'''

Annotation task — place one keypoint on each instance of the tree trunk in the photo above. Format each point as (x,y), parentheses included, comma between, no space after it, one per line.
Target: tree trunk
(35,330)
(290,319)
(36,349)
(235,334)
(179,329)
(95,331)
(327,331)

'''

Copy out the entire listing above exactly.

• Exercise output:
Annotation task — place one keypoint on each instance of the tree trunk in the photo above. Format each point as (x,y), parentheses included, comma between, no space after it, one per line.
Target: tree trunk
(35,330)
(290,319)
(36,349)
(235,334)
(179,329)
(95,331)
(327,331)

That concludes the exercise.